» Task:
Copy only the lines from the one containing "of the blurred" through the one containing "pixel 159 74", changing "thickest part" to "widest part" and leaving everything else the same.

» Task material:
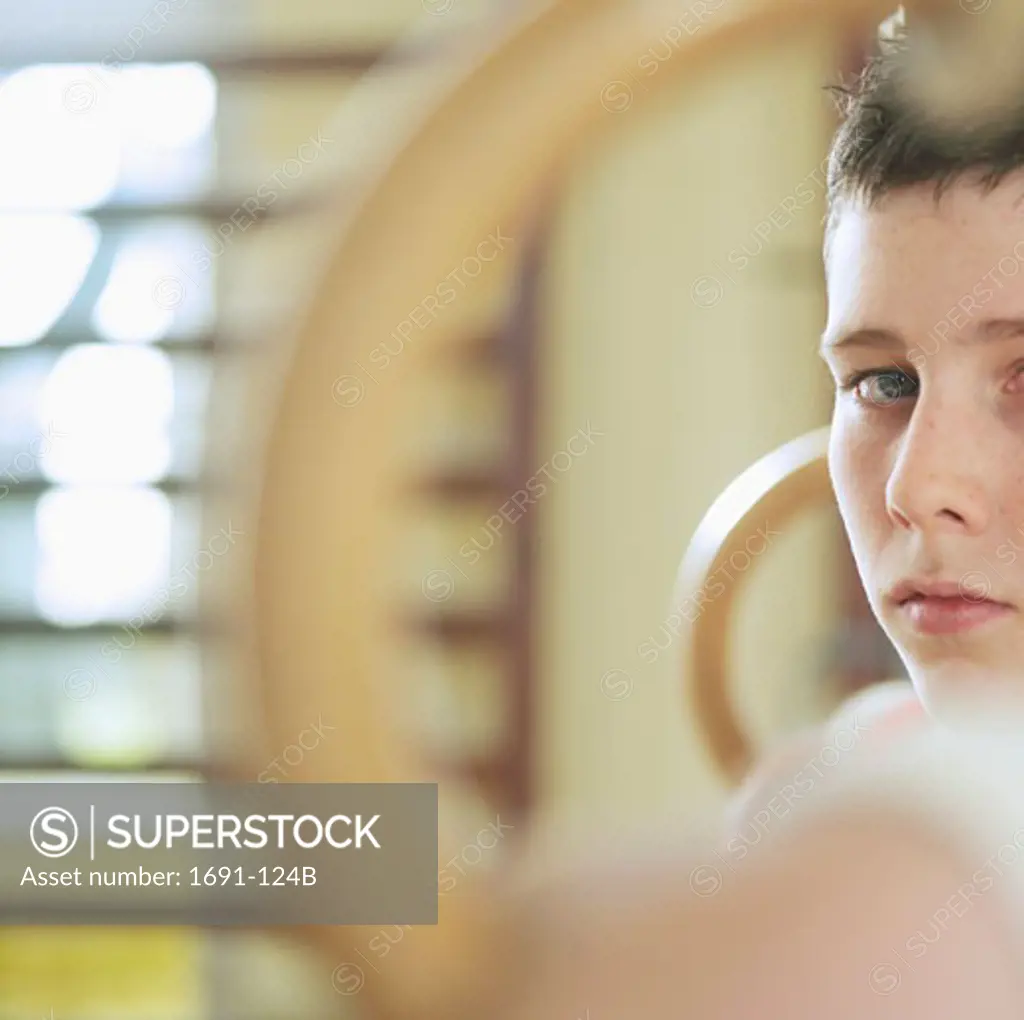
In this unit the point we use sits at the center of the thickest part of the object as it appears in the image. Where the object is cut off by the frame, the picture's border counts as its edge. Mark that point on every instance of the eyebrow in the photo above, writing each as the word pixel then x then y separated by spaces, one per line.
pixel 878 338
==
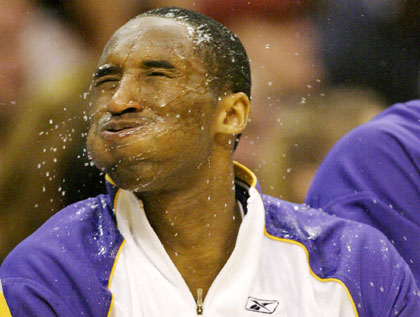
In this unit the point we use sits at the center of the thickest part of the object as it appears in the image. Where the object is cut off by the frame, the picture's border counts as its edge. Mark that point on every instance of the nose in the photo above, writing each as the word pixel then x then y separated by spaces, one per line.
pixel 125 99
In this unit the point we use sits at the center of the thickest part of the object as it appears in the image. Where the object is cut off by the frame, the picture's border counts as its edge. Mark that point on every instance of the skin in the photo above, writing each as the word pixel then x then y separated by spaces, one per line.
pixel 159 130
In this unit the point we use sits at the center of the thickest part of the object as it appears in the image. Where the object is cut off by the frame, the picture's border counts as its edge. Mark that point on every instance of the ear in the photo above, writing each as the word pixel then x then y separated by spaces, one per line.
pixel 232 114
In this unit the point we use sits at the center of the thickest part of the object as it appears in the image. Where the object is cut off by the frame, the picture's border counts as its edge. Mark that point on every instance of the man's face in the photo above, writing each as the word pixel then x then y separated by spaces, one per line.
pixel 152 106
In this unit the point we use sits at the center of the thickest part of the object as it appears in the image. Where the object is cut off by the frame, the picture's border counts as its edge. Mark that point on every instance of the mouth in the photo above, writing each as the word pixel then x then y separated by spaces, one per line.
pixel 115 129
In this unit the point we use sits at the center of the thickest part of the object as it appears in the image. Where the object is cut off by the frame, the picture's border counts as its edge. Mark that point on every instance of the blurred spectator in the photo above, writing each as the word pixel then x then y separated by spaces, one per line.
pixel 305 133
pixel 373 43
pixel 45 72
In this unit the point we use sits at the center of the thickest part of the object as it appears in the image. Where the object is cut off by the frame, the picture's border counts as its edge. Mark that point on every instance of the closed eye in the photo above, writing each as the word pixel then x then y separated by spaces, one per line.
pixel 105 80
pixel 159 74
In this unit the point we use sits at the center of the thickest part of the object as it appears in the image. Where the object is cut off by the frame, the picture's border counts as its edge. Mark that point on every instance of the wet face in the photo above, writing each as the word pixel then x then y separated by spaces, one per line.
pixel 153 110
==
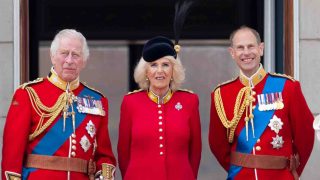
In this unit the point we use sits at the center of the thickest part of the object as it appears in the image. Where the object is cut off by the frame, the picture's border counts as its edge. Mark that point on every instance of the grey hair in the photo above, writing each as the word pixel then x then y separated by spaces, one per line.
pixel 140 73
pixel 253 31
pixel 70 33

» Answer to the problem:
In this unit the point we use sits at the center of the widest part of the object as it appears in the image. Where the object is cut off by the frame, the picture's border counts as its edge. Mark that point on every instance of the blurred spectator in the photo above, writing each as the word pixel then x then y separated by spaces, one per line.
pixel 305 133
pixel 373 43
pixel 45 72
In this unit the point we use sits at the center of the widest part of the object as it appears in the image. Where the object is cut off by the frame, the picture's border counts as its edge. Mark that point on every instance of the closed eye in the photo above, writing each as the word pixel then x then y separated by spaces, one per line.
pixel 105 80
pixel 159 74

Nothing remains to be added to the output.